__Texto de origem__.
---
Por exemplo, o desmatamento não é em absoluto a causa principal das queimadas na Amazônia. Quando o fogo chega lá, as árvores já estão no chão atraídas por lei natural. Essa é a narrativa do progresso: quando há um acidente, surge também uma oportunidade. Mas os índios e os caras que moram lá sabotam o progresso, não cedem um centímetro de terra para modesta mineração, nem um riozinho sem importância para uma hidrelétrica. A floresta fica interditada. Os índios, que eram uns 4 milhões quando Cabral aqui chegou, hoje são menos de 200 mil gatos-pingados. E nós é que vamos pagar pelo descaso deles com a descendência?
O
governo luta pela sobrevivência do povo, senhor escriba. Na última pandemia, no
terceiro para o quarto mandato, o presidente mandou todo mundo tomar vermífugo
como precaução. Foi um sucesso, esgotaram-se os vidros de vermífugo nas
farmácias, a indústria farmacêutica que os fabricava foi apedrejada pela
população que queria mais. Graças ao tratamento precoce com vermífugo, morreram
apenas cerca de 550 mil brasileiros, metade dos mortos nos Estados Unidos e na
Índia no mesmo período.
Desde
que a importação de armas foi liberada por decreto presidencial, a população
vem se defendendo com entusiasmo de assaltos e tentativas de homicídio. A
Polícia Militar se ocupa agora de tarefas mais graves, mantendo sob vigília
oficiais ‘superiores’, como generais, almirantes e brigadeiros que perturbam a
vida do governo. A PM foi liberada da servidão a esses oficiais e não depende
mais de governadores e prefeitos, civis eleitos ninguém sabe por quem. A medida
custou um pouco às finanças do Estado, já que o governo passou a arcar com o
necessário desconto nas compras domésticas dos chefes policiais, descontos que
foram cobertos pela UIF (ex-Coaf). Ficamos assim protegidos dos dias piores que
o presidente teria que enfrentar (só Deus sabe como!), a exemplo de Donald
Trump, sacrificado por causa de visita ao Capitólio norte-americano.
---
__Suas tarefas__.
(a) Indique se cada afirmação concorda com o texto sobre o governo e justifique com as palavras exatas do texto, entre aspas. (i) Os índios eram cerca de 4 milhões quando Cabral chegou. (ii) Na última pandemia morreram no Brasil o dobro dos mortos nos Estados Unidos e na Índia. (iii) A Polícia Militar continua dependendo de governadores e prefeitos.
(b) Prolongue o texto sobre o governo a partir do ponto em que ele termina.
---
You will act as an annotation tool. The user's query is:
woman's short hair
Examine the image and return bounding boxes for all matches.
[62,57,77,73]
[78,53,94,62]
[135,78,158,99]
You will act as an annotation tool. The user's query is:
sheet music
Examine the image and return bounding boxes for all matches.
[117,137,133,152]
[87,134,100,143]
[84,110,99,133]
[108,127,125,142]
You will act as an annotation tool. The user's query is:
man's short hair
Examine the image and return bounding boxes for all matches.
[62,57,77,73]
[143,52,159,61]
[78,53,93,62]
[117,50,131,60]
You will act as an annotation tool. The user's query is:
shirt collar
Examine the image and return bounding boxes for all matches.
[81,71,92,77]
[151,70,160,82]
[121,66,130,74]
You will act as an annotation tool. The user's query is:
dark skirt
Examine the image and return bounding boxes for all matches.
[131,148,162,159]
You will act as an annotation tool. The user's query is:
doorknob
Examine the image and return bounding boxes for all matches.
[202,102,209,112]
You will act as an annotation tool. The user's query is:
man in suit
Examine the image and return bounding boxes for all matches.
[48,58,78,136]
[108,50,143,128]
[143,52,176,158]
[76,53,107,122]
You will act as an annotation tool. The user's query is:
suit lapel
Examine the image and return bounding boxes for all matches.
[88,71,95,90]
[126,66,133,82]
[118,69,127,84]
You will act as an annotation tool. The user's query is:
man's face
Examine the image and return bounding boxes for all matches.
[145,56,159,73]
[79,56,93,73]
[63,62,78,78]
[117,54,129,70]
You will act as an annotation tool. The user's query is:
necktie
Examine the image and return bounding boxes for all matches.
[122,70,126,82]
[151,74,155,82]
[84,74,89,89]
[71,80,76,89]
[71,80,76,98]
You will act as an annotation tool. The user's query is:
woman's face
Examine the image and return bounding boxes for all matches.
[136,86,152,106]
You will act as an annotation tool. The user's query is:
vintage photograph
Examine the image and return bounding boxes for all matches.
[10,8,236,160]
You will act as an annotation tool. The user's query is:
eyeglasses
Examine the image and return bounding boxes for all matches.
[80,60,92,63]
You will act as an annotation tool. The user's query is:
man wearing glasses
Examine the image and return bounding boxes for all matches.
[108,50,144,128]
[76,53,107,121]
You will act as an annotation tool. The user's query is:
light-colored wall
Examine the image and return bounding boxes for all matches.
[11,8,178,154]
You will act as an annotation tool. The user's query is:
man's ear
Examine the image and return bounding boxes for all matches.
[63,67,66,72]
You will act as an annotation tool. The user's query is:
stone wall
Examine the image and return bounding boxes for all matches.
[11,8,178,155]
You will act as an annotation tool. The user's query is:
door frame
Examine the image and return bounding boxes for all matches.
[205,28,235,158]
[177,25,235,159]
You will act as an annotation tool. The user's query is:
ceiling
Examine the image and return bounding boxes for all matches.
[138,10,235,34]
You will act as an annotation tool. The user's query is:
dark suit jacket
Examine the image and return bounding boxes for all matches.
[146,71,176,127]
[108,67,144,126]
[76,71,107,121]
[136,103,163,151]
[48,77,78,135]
---
__Respostas em ordem__.
(a)
(i) Sim: "Os índios, que eram uns 4 milhões quando Cabral aqui chegou".
(ii) Não: "morreram apenas cerca de 550 mil brasileiros, metade dos mortos nos Estados Unidos e na Índia no mesmo período".
(iii) Não: "não depende mais de governadores e prefeitos".

(b)
Outro
dia fui ao cinema, num shopping na Praça Carlos Alberto Brilhante Ustra,
recém-inaugurada, e vi com satisfação que não havia nenhum filme nacional programado.
O governo parou de financiar esses comunistas, a Lei Olavo de Carvalho não
financia mais o marxismo cultural, como fazia quando se chamava Rouanet. Agora
ela apoia o apoio ao Brasil, como no caso da soja. Fizemos um trato com
agricultores franceses, não perdemos mais tempo, dinheiro e terra arada com
soja. Compramos da França, onde a família Le Pen controla o governo desde a
sucessão de Macron e sua feia esposa. Os franceses nos vendem a soja com
perfume inigualável, além de embrulho e embarque supervisionados por herdeiros
de Pierre Cardin.
Nos
anos 1930, Getúlio Vargas começou a modernizar o Brasil pela industrialização.
Nosso presidente está levando o país de volta ao que sempre foi, uma ensolarada
fazenda, onde todo mundo flana igual e ninguém tem pressa de nada. A Ford foi
embora porque não se adaptou a esse novo Brasil do futuro. No dia D e na hora
H, eles hão de entender que aqui um manda, e o outro obedece. O Congresso, hoje
com sua maioria formada pela Aliança do Grande Centro, e o STF, fechado
temporariamente para higiene interna, apoiam o presidente. Restam apenas os
três meninos sumidos desde o Natal de 2020, que ainda estão escondidos por aí.
O mais velho deles, Fernando Henrique, deve estar hoje com uns 25 anos de
idade. Os meninos desaparecidos seguem mandando recados para suas comunidades,
incentivando-as a resistir. Resistir a quê, meu Deus?!
Vou
ter que parar de escrever, pois meu tempo é curto, e o seu, escasso. Preciso sair correndo para ir
votar em Jair Bolsonaro, o Mito, para mais um período na Presidência, conforme
a oportuna reforma constitucional de 2022, quando seu partido sugeriu ao
Congresso permitir que se candidatasse a novos e seguidos mandatos de quatro
anos. A pífia oposição ainda tentou argumentar que a inflação passara de 4,52%
em 2020 a cerca de 452% esse ano. Mas nossos sólidos economistas argumentaram
que inflação é bobagem, não serve para dizer o que acontece de fato no país. E
deram como exemplo Juscelino Kubistchek, o criador de Brasília, presidente a
partir de 1955, quando ainda não havia reeleição.
Depois
desses 12 anos no governo, Bolsonaro vai se sacrificar mais uma vez.
Como
ele tem dito a seus apoiadores, na saída do Alvorada, o Brasil ainda precisa do
dobro desse tempo para se endireitar de uma vez. Até breve, meu caro escriba”.